▸ **Material for the task**
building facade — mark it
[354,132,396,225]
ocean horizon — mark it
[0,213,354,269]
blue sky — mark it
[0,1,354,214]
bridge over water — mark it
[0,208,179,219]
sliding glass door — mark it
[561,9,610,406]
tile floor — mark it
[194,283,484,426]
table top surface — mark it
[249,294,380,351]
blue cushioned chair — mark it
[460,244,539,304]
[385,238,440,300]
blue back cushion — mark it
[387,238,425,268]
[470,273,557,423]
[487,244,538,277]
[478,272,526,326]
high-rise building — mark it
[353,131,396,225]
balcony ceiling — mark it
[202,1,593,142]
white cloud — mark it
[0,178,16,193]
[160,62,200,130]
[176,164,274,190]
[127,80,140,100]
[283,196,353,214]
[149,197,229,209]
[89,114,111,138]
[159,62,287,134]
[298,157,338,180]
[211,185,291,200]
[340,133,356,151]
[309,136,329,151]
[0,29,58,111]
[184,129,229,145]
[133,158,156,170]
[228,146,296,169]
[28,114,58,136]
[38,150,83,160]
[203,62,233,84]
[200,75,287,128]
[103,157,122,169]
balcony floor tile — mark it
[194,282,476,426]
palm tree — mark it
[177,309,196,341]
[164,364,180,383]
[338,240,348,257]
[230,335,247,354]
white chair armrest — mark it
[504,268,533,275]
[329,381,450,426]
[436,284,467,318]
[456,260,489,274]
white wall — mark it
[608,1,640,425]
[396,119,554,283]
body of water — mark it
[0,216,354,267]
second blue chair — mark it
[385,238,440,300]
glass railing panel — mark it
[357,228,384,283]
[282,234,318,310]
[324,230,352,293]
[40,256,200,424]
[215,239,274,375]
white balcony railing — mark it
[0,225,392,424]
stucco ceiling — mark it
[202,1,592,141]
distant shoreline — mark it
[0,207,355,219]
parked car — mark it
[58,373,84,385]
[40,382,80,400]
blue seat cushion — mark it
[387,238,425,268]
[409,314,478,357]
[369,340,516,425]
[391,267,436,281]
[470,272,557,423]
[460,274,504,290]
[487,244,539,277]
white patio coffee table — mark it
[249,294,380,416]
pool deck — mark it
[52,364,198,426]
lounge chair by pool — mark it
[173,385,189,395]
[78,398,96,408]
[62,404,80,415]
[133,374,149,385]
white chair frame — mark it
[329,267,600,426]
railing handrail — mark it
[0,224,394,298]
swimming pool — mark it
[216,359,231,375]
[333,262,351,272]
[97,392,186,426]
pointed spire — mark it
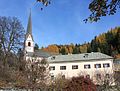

▸ **Task statement**
Copy the records from the line containing "white balcony railing — mark it" through the end of the records, both ends included, renaming "parked car" to "parked vehicle" and changing nothing else. Omit the pictures.

▸ **Response to the exercise**
white balcony railing — mark it
[0,225,392,424]
stucco ceiling — mark it
[202,1,592,141]
distant shoreline — mark it
[0,207,355,219]
parked vehicle — mark it
[58,373,84,385]
[40,382,80,400]
blue seat cushion — mark it
[387,238,425,268]
[409,314,478,357]
[369,340,516,425]
[391,267,436,281]
[470,272,557,423]
[460,274,504,290]
[487,244,539,277]
white patio coffee table — mark it
[249,294,380,416]
pool deck — mark it
[52,364,198,426]
lounge chair by pool — mark it
[173,385,189,395]
[78,398,96,408]
[62,404,80,415]
[133,374,149,385]
white chair frame — mark it
[329,267,600,426]
railing handrail — mark it
[0,224,394,298]
swimming pool — mark it
[216,359,231,375]
[333,262,351,272]
[97,392,186,426]
pointed spire — mark it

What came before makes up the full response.